**EXCERPTED PASSAGE:**
————

Against the backdrop of increasing political marginalisation, Medvedev’s personal life unravelled too. In 2017, an investigation by Alexei Navalny, Russia’s now-imprisoned opposition leader, embarrassed Medvedev by accusing him of embezzling more than a billion dollars. This July, Russian media reported that his wife, the economist Svetlana Medvedeva, had left him. He is widely rumoured to be an alcoholic. (As president, Medvedev led a campaign against alcohol abuse, which he called a “Russian tragedy”). In recent photos, his face looks puffy and bloated; even just a few years ago he appeared much healthier.
There are two groups of regime politicians who have prospered since Russia launched its invasion of Ukraine. The first are technocrats who rarely speak about the war and concentrate on managing domestic affairs, often to mitigate the side effects of the invasion on the Russian population. This group includes Sergey Sobyanin, the mayor of Moscow, and Mishustin.
The second are hardliners, who use frequent public statements calling for harsher measures against Ukraine to heighten their public profile and gain Putin’s attention. These include Ramzan Kadyrov, the Chechen tyrant, Yevgeny Prigozhin, the head of the Wagner mercenary group, and Medvedev. Kadyrov’s personal army, known as the kadyrovtsi, has played an outsized role in the war relative to Chechnya’s small population. Prigozhin’s mercenaries – recruited from, among others, Russia’s vast number of prisoners – helped Moscow’s army plug its manpower deficit, at least until the draft announced last month.
It seems to be this latter group that Medvedev is seeking to emulate with his bellicose rhetoric, alternately echoing Putin’s own words and going further than his one-time subordinate. Yet while Prigozhin and Kadyrov have become important contributors to the war effort – and thus significant players within the Putin regime – Medvedev languishes in near-irrelevance because of his comparable lack of credibility.

————

Portion of a data file:
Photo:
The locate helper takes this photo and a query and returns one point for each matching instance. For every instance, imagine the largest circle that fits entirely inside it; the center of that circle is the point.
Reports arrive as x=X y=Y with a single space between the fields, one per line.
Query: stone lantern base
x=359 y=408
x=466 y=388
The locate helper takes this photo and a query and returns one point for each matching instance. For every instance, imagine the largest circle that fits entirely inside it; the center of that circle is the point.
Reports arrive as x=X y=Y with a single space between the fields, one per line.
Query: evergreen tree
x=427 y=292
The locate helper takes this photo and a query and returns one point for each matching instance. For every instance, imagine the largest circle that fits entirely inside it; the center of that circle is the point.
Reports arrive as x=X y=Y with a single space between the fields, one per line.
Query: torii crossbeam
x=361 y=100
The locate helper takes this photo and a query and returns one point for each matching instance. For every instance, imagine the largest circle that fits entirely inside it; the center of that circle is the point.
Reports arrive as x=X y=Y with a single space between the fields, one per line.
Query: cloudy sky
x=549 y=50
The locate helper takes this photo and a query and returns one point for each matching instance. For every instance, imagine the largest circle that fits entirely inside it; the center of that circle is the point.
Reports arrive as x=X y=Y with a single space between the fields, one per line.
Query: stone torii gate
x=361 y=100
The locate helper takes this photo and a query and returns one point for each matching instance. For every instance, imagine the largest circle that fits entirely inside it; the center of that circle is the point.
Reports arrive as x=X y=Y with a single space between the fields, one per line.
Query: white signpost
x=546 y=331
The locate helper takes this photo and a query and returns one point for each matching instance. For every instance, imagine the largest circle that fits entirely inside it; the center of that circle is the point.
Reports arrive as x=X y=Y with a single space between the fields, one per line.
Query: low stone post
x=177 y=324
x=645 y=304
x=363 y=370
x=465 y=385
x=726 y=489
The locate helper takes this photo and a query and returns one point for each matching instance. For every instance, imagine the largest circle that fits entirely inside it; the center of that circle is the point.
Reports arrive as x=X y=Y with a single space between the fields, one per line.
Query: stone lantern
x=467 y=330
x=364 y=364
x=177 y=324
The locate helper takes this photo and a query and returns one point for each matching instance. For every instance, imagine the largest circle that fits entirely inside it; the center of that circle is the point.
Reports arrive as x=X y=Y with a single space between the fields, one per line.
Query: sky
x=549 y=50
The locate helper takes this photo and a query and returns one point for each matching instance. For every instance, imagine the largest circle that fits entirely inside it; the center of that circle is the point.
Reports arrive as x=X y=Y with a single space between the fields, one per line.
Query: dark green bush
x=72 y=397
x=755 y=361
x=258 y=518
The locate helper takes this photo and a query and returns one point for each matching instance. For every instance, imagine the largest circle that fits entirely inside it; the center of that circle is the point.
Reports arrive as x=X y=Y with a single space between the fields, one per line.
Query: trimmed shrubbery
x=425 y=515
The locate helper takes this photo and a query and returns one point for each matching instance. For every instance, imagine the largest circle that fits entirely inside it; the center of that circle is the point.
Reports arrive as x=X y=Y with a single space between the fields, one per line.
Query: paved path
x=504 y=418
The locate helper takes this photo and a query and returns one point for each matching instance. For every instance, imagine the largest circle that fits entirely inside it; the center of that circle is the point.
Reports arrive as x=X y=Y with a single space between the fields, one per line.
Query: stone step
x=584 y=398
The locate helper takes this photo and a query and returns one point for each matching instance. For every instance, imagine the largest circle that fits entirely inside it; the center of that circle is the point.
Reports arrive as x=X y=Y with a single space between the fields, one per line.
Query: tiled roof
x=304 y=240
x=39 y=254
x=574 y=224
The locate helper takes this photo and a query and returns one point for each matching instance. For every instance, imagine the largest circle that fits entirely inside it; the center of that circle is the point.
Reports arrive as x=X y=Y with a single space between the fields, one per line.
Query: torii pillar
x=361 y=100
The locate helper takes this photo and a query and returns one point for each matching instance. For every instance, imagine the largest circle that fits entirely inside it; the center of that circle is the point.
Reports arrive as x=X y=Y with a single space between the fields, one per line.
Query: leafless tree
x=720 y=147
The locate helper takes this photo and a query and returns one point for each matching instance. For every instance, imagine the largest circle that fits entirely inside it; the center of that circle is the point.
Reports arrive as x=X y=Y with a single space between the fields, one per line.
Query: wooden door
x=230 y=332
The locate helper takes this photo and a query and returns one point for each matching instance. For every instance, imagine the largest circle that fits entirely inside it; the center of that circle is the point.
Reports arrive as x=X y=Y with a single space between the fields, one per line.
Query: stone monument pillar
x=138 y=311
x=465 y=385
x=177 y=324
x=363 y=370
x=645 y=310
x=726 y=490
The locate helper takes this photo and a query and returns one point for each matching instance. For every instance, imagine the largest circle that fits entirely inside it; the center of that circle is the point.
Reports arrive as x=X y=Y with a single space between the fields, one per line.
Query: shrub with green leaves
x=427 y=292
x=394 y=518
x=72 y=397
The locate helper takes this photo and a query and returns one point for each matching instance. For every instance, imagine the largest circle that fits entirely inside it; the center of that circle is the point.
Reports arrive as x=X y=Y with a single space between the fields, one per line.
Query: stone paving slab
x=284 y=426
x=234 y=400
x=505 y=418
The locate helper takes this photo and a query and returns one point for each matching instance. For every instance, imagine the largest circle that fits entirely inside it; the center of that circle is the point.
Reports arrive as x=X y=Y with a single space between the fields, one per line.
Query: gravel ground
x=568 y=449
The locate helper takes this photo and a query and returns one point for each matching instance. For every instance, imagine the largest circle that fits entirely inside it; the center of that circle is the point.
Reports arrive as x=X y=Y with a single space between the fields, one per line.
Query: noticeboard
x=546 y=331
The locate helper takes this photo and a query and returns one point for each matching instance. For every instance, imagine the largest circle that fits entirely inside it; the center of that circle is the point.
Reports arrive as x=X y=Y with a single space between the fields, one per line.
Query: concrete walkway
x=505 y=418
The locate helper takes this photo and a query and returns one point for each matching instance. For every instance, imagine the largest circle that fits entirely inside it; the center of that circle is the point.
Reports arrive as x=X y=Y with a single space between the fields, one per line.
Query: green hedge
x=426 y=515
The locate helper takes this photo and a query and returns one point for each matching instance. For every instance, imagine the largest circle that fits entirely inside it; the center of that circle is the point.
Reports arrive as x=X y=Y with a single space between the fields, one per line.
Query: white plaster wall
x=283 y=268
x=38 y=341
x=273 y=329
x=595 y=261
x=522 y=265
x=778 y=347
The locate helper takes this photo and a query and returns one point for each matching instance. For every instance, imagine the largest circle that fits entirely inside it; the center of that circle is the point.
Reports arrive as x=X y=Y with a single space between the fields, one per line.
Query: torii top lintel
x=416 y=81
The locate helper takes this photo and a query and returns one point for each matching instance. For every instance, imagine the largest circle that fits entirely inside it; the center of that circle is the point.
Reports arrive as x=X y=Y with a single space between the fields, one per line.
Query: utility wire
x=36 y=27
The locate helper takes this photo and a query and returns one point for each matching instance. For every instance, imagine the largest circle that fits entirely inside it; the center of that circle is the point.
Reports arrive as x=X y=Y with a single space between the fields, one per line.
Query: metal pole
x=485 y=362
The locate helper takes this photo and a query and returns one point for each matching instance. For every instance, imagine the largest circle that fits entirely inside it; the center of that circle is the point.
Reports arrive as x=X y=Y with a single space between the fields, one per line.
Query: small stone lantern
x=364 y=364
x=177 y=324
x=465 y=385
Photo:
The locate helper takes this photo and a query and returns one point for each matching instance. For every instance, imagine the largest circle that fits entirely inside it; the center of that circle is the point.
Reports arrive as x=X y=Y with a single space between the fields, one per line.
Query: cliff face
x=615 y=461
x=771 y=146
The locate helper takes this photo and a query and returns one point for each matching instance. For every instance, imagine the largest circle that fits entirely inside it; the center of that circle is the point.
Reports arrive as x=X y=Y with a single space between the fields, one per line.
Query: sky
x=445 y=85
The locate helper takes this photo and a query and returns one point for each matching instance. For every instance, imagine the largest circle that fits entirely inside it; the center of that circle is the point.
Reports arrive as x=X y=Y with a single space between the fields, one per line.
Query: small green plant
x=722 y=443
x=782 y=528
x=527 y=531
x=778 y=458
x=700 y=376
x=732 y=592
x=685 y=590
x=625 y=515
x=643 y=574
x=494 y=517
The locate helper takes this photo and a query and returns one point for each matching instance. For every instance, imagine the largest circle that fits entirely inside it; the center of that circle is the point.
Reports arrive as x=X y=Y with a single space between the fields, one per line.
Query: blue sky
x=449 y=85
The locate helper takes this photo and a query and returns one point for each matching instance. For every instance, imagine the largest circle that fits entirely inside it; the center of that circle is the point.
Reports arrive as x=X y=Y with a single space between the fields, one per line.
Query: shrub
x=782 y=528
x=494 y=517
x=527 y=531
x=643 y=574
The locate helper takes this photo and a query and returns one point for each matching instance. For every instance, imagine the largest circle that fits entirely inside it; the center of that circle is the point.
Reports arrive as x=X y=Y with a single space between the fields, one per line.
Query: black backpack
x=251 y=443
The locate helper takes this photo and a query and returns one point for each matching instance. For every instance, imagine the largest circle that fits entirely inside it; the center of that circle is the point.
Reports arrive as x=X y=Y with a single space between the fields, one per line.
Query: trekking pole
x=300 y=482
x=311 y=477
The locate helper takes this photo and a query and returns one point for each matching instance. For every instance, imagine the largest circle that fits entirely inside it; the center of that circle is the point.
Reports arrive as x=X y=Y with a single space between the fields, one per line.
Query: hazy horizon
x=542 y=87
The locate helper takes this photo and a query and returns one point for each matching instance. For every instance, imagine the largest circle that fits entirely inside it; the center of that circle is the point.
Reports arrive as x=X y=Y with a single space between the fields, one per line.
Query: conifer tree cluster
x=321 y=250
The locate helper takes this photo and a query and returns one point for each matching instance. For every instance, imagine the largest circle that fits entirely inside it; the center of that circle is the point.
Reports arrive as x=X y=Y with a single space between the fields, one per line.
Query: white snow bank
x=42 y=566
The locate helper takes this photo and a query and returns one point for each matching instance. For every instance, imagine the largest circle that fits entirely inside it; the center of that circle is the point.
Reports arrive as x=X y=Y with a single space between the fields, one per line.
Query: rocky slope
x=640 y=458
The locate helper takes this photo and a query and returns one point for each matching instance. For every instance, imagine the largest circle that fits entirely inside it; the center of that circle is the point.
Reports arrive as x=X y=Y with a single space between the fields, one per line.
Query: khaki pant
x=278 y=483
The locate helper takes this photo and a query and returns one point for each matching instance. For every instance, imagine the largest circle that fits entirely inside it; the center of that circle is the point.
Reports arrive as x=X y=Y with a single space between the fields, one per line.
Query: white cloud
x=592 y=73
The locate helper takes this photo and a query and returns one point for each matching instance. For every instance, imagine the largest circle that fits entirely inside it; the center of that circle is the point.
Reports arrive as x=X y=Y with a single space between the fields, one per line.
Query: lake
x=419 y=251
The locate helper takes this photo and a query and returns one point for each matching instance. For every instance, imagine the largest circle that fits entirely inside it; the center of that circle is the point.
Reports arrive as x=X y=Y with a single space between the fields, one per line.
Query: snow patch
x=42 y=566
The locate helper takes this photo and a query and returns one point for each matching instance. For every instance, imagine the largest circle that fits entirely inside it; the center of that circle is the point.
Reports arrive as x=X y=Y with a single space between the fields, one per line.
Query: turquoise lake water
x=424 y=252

————

**GIVEN TASK 1:** Pull out each line of the records that contains the string "torii".
**GIVEN TASK 2:** Write the next part of the passage on Medvedev, picking up right after its final sentence.
The passage on Medvedev and the records were taken from separate sources.

**TASK RESULT 1:**
Query: torii crossbeam
Query: stone torii gate
Query: torii pillar
Query: torii top lintel

**TASK RESULT 2:**
“Medvedev doesn’t have a political base of his own,” I was told by Seva Gunitsky, a politics professor at the University of Toronto, “so he just shifts to where the wind is blowing. In 2008, that meant being a liberal – on Russian terms – technocrat and moderniser. Today, that means being a rabid nationalist. But while he is personally not very politically relevant, he’s a good weathervane of a certain kind of elite-thinking in Russia where the main goal is to reflect the perceived priorities of the leader.”
Medvedev is believed to nurture hopes of one day returning to the presidency. In that context, his behaviour makes a certain amount of sense. As prime minister, he meekly avoided too high a public profile to avoid angering Putin. After the war began, Medvedev shifted position to where he believed contemporary politics to be heading. “It’s a cold calculation for the postwar era,” Zygar, the journalist, wrote in the German magazine Der Spiegel in August.
Those ambitions may be thwarted. As one Russia correspondent for a Western news agency put it to me: “Medvedev’s real instincts are probably close to those he showed as president. He thought he would be Russia’s next stage but ended up being given a series of increasingly irrelevant jobs as consolation prizes. This is him coming to terms with the fact that he is only ever going to be a historical footnote.”